Content starts

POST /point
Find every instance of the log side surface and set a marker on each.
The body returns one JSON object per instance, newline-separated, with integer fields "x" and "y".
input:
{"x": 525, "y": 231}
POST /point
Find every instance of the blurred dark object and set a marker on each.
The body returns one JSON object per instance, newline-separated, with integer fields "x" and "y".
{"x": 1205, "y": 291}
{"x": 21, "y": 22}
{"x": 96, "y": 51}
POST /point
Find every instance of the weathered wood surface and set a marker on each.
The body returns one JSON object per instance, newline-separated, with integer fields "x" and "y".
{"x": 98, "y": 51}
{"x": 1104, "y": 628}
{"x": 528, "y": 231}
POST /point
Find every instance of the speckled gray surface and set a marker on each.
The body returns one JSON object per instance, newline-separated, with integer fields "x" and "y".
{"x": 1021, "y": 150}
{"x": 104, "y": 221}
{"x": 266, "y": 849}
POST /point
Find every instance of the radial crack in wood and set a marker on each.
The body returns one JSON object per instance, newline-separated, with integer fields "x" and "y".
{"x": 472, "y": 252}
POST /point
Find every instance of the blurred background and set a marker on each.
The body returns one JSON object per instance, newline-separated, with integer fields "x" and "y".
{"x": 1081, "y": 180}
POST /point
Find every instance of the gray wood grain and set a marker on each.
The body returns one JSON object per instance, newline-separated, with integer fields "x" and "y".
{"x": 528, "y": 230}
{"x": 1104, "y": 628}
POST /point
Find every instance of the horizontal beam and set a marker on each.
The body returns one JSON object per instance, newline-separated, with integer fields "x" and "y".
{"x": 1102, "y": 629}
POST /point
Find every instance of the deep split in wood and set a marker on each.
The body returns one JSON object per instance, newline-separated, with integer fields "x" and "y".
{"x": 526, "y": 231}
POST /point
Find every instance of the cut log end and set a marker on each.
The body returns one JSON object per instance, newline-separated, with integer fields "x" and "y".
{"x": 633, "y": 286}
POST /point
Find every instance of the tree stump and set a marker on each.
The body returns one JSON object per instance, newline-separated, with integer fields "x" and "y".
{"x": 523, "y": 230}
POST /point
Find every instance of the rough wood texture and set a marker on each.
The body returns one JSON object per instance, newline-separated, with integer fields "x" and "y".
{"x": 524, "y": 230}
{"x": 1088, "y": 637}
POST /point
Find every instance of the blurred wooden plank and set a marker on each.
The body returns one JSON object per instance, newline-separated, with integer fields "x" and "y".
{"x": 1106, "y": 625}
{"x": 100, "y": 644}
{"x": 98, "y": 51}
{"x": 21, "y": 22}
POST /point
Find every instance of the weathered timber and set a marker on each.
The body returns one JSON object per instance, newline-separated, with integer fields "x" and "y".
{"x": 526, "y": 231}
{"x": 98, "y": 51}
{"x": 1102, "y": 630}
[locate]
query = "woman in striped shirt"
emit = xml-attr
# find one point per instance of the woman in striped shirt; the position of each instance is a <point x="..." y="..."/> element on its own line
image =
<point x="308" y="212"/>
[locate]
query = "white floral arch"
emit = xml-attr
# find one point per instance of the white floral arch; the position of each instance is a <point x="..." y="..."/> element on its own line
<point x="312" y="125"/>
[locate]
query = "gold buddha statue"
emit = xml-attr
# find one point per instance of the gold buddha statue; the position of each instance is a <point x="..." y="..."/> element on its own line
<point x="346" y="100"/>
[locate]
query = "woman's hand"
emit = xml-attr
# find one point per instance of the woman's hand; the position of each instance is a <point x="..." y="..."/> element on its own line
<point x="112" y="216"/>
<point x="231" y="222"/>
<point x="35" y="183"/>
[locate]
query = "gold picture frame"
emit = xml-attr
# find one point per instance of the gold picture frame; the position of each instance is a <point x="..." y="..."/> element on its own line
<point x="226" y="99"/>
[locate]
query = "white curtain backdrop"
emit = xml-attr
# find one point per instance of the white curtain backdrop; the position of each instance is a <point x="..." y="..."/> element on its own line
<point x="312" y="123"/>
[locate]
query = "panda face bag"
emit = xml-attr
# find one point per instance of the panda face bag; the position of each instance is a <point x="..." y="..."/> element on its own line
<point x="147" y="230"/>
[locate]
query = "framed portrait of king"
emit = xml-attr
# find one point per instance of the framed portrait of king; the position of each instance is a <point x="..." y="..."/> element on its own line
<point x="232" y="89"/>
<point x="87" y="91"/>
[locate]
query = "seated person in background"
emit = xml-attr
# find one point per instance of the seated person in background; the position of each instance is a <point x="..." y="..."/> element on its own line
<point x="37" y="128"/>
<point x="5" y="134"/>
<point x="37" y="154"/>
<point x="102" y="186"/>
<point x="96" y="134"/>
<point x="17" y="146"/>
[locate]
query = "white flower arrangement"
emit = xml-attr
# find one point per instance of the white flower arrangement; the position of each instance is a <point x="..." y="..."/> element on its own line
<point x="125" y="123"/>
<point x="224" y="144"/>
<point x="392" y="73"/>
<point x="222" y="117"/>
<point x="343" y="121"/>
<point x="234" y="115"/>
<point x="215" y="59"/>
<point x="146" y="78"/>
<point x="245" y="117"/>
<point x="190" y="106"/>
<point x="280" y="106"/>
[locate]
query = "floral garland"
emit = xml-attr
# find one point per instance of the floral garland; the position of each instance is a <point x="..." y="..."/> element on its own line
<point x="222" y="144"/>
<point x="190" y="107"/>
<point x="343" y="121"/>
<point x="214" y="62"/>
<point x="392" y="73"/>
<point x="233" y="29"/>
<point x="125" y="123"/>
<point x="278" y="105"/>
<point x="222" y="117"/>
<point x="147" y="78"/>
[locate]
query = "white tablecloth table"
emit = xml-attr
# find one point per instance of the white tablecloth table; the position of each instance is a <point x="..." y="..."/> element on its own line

Content ends

→ Exercise goal
All of the records above are to be copied exactly.

→ Your solution
POST /point
Find every instance of the log side surface and set a marker on each.
The body returns one JSON object per instance, newline-separated, with integer fields "x" and "y".
input:
{"x": 525, "y": 231}
POST /point
Find every instance of the blurred dark object and set a marker on each.
The body returns one JSON object per instance, newline-separated, with integer fields "x" and "y".
{"x": 1205, "y": 291}
{"x": 21, "y": 22}
{"x": 96, "y": 51}
POST /point
Find every instance of the weathered wood surface and set a marker on each.
The body returns one JSON object per instance, newline-separated, with integer fields "x" and "y".
{"x": 98, "y": 51}
{"x": 1104, "y": 628}
{"x": 528, "y": 231}
POST /point
Find every instance of the speckled gray surface and set a marker on each.
The body returns one JSON object per instance, newline-separated, with integer fields "x" and "y".
{"x": 1021, "y": 150}
{"x": 104, "y": 221}
{"x": 266, "y": 849}
POST /point
Find every instance of the radial crack in wood and set a marker on each.
The body returns one JSON object per instance, newline-separated, with integer fields "x" and "y".
{"x": 472, "y": 252}
POST /point
Find every instance of the blurred background and set a marker on each.
The body returns one JSON object per instance, newline-separated, with integer fields "x" and "y".
{"x": 1081, "y": 180}
POST /point
Find every instance of the gray wood grain and set a marker on each.
The body returns one JSON object per instance, newline-separated, with integer fields "x" and "y".
{"x": 528, "y": 230}
{"x": 1104, "y": 628}
POST /point
Find every instance of the horizontal beam and set a marker on each.
The body returns one JSON object per instance, newline-separated, with integer fields "x" and "y".
{"x": 1102, "y": 629}
POST /point
Find every instance of the deep split in wood and set a marker on each.
The body returns one JSON object per instance, newline-separated, with integer fields "x" and "y".
{"x": 526, "y": 231}
POST /point
Find every instance of the cut log end and set a marker on each.
The body returns one JSON object per instance, newline-separated, with integer fields "x" and "y".
{"x": 633, "y": 286}
POST /point
Find every instance of the tree stump and set a marker on each.
The body returns one JSON object per instance, newline-separated, with integer fields "x" and "y".
{"x": 523, "y": 230}
POST /point
Find every instance of the rough wood texture and set a marker on each.
The body returns one JSON object per instance, newline-separated, with integer fields "x" and "y".
{"x": 524, "y": 230}
{"x": 1088, "y": 637}
POST /point
Find every instance of the blurred wooden plank and set a marker on each.
The body returns one JSON object per instance, newline-separated, with integer fields "x" and "y".
{"x": 1106, "y": 625}
{"x": 100, "y": 644}
{"x": 98, "y": 51}
{"x": 21, "y": 22}
POST /point
Find every instance of the weathered timber and set a marker on each.
The body returns one JSON object per instance, newline-separated, with integer fields "x" and "y".
{"x": 526, "y": 231}
{"x": 98, "y": 51}
{"x": 1102, "y": 630}
[locate]
query = "woman in striped shirt"
emit = xml-attr
# find one point per instance of the woman in striped shirt; the position of each instance is a <point x="..." y="..."/> element on its own line
image =
<point x="308" y="212"/>
[locate]
query = "white floral arch"
emit = xml-attr
# find one point per instance of the white floral arch; the position of each instance is a <point x="..." y="..."/> element on its own line
<point x="312" y="125"/>
[locate]
query = "gold buddha statue"
emit = xml-attr
# find one point per instance of the gold buddha statue; the position of each instance is a <point x="..." y="..."/> element on its own line
<point x="346" y="100"/>
[locate]
query = "woman's hand"
emit = xml-attr
# find one point per instance of the woman's hand; the position of each instance is a <point x="..." y="..."/> element on its own line
<point x="112" y="216"/>
<point x="231" y="222"/>
<point x="35" y="183"/>
[locate]
query = "gold picture frame"
emit = xml-attr
# find one point per instance of the gold picture frame; the position of each instance is a <point x="..." y="..."/> element on its own line
<point x="226" y="99"/>
[locate]
query = "white curtain backdrop"
emit = xml-attr
# find one point per instance of the white curtain backdrop; the position of each instance is a <point x="..." y="..."/> element on its own line
<point x="312" y="123"/>
[locate]
query = "panda face bag"
emit = xml-attr
# find one point per instance of the panda face bag; the position of each instance is a <point x="..." y="..."/> element on its own line
<point x="147" y="230"/>
[locate]
query = "framed portrait of king"
emit = xml-attr
# find one point per instance of the framed portrait of king; the position of each instance is a <point x="..." y="..."/> element on its own line
<point x="232" y="89"/>
<point x="87" y="91"/>
[locate]
query = "seated person in background"
emit = xml-attr
# find one point per instance of the seated person in background; the position of each instance is a <point x="..." y="..."/> element on its own line
<point x="37" y="128"/>
<point x="5" y="134"/>
<point x="37" y="154"/>
<point x="102" y="186"/>
<point x="96" y="134"/>
<point x="17" y="146"/>
[locate]
query = "white flower arrangement"
emit = xml-attr
# find one point per instance of the white flower arrangement; the position of each instance is a <point x="..." y="..."/> element on its own line
<point x="125" y="123"/>
<point x="224" y="144"/>
<point x="392" y="73"/>
<point x="222" y="117"/>
<point x="343" y="121"/>
<point x="234" y="115"/>
<point x="215" y="59"/>
<point x="146" y="78"/>
<point x="245" y="117"/>
<point x="190" y="106"/>
<point x="280" y="106"/>
[locate]
query = "floral garland"
emit = xml-attr
# find one point per instance of the floral garland; the position of each instance is a <point x="..." y="..."/> element on its own line
<point x="222" y="144"/>
<point x="190" y="107"/>
<point x="343" y="121"/>
<point x="214" y="62"/>
<point x="392" y="73"/>
<point x="233" y="29"/>
<point x="125" y="123"/>
<point x="278" y="105"/>
<point x="222" y="117"/>
<point x="147" y="78"/>
[locate]
query = "white tablecloth table"
emit = xml-attr
# find one point per instance of the white tablecloth table; the position of each instance is a <point x="..." y="..."/> element on its own line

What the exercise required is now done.